* _Work task_
If a line in the data below includes the string "instance", please return a copy of it.

* _Dataset_
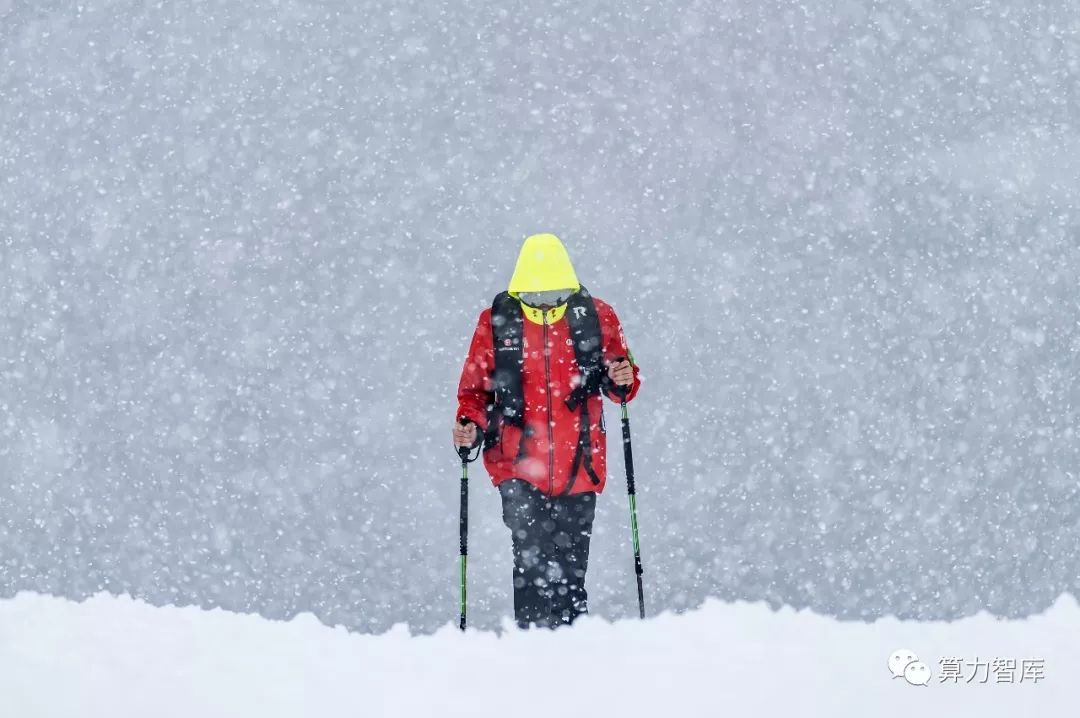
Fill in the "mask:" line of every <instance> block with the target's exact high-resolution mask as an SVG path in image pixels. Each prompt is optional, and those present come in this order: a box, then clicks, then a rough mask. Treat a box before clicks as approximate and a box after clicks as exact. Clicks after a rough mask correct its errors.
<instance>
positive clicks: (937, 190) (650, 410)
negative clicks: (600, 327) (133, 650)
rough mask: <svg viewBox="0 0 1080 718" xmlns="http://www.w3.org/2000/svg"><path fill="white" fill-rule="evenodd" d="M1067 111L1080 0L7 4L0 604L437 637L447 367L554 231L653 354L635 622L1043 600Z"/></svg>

* _Solution below_
Fill in the "mask:" line of every <instance> block with the target's exact high-resolution mask as an SVG path in image pixels. Each prompt is optional, and those present come in this order: a box, then clicks, then a rough mask. Treat a box before clicks as approximate and a box after clicks as exact. Clicks after a rough mask correct its errors.
<instance>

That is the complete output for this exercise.